Compressed sensing is a new compression technique that enables you to compress data by calculating several linear combinations of the original measurements. This article explores the practical side of the technique and details how to use it to identify the bandwidth of third-order digital low-pass Butterworth filters.
When you know more about a signal than just the measurements you have recorded, it is often possible to compress the signal. For example, when you know that a sequence of bytes are the ASCII values of the characters of an essay written in English, it is possible to make use of the characteristics of the English language to compress the sequence. When measurements are known to come from a video clip, you can make use of the characteristics of video signals to compress the measurements. In each case, you make essential use of the characteristics of the signal at the compression stage. In this article, we describe a method of compressing measurements called compressed (or compressive) sensing that does not make much use of the characteristic of the signal at the compression stage; the compression stage is quite simple and rather generic. At the decompression stage, the method makes essential use of the known characteristics of the signal, and the decompression stage is more complicated.

▶ EXERCISE SET:
(1) Write out the part of the compressed sensing article that runs from "Compressed sensing is" through "low-pass Butterworth filters.".
(2) Give again, word for word, the stretch of the entries from the line containing "Pick out the crust" through the last line of the entries.

▶ GIVEN DATA:
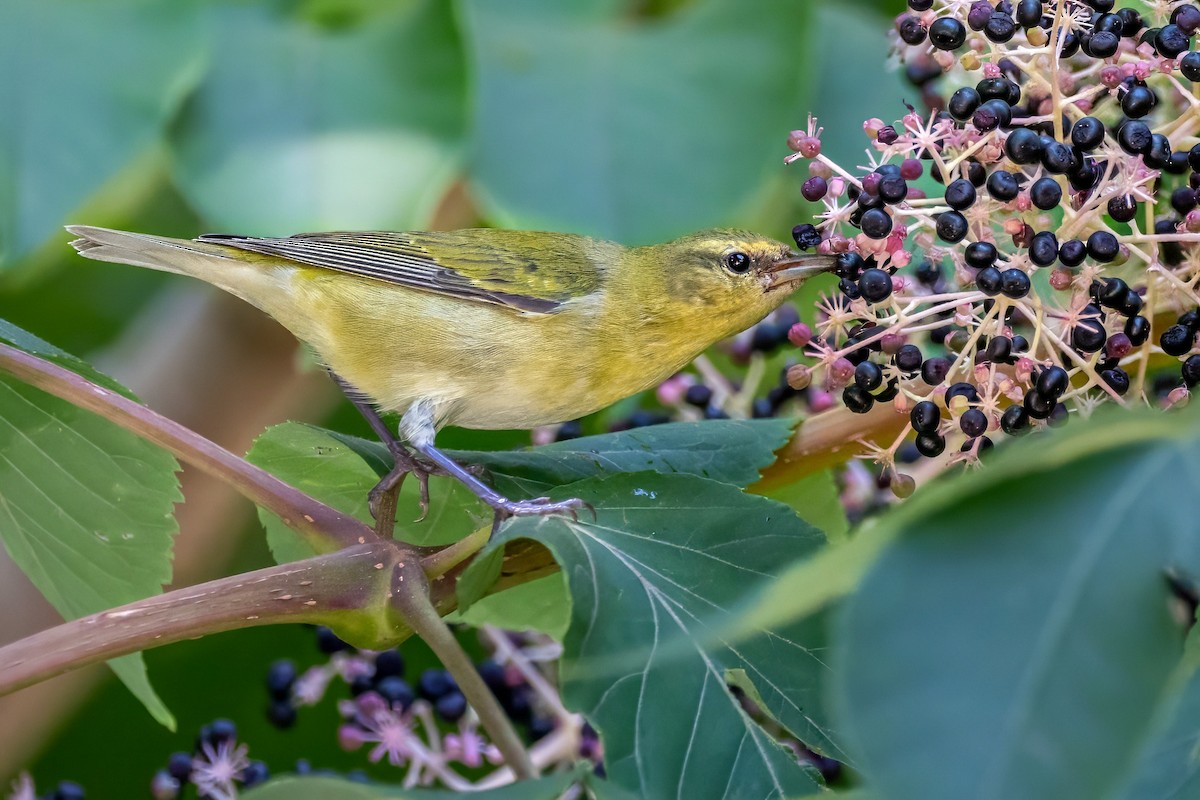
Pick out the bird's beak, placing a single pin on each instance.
(798, 268)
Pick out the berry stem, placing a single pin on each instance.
(412, 600)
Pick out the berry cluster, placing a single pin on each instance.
(216, 767)
(427, 726)
(1026, 248)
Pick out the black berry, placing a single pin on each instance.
(947, 34)
(1045, 193)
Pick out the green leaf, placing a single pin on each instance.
(90, 85)
(543, 605)
(299, 127)
(1169, 765)
(327, 467)
(340, 470)
(1014, 639)
(730, 451)
(835, 571)
(330, 788)
(651, 581)
(87, 509)
(575, 156)
(817, 501)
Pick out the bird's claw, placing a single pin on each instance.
(539, 507)
(405, 464)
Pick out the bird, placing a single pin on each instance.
(485, 328)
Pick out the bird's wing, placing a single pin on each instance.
(525, 271)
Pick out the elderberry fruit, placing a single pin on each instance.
(1189, 65)
(935, 370)
(963, 103)
(960, 194)
(1192, 371)
(1024, 146)
(699, 395)
(1053, 382)
(930, 444)
(948, 34)
(1134, 137)
(952, 227)
(1087, 133)
(1103, 246)
(1138, 102)
(875, 284)
(973, 422)
(1072, 252)
(1002, 186)
(280, 678)
(909, 358)
(1038, 405)
(963, 389)
(925, 416)
(1045, 193)
(1014, 283)
(981, 254)
(1015, 420)
(868, 376)
(451, 705)
(876, 223)
(1176, 340)
(1044, 248)
(988, 281)
(857, 400)
(911, 30)
(396, 691)
(1122, 208)
(1117, 379)
(1089, 335)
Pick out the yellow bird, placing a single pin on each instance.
(485, 328)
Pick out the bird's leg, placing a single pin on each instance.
(418, 427)
(402, 459)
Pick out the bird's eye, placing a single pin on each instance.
(737, 263)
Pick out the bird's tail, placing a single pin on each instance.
(143, 250)
(244, 275)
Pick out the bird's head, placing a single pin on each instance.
(721, 278)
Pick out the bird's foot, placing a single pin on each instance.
(537, 507)
(405, 464)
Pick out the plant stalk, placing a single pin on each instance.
(322, 589)
(412, 599)
(324, 528)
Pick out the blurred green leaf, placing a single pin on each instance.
(89, 85)
(329, 788)
(651, 581)
(1168, 765)
(859, 88)
(543, 605)
(1015, 638)
(817, 501)
(87, 509)
(633, 130)
(299, 127)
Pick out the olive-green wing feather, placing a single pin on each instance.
(527, 271)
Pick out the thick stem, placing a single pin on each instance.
(327, 589)
(321, 525)
(412, 600)
(829, 438)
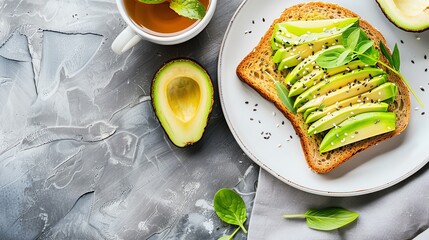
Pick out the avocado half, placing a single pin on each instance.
(410, 15)
(182, 97)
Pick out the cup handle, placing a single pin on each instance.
(125, 40)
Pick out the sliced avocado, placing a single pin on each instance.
(293, 55)
(316, 75)
(334, 119)
(182, 97)
(304, 67)
(309, 111)
(409, 15)
(285, 38)
(334, 83)
(345, 92)
(318, 26)
(357, 128)
(385, 92)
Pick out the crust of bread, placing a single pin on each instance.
(251, 71)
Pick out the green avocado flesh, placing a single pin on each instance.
(336, 82)
(345, 103)
(316, 75)
(357, 128)
(182, 97)
(410, 15)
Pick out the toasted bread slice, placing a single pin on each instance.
(251, 71)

▶ WRITTEN RESPONSES:
(1)
Compressed sensing is a new compression technique that enables you to compress data by calculating several linear combinations of the original measurements. This article explores the practical side of the technique and details how to use it to identify the bandwidth of third-order digital low-pass Butterworth filters.

(2)
Pick out the crust of bread, placing a single pin on each instance.
(251, 71)
Pick out the green avocado flesh, placing a single pin on each instance.
(336, 82)
(345, 103)
(316, 75)
(357, 128)
(182, 97)
(410, 15)
Pick out the toasted bread slice, placing a single pin on each instance.
(251, 71)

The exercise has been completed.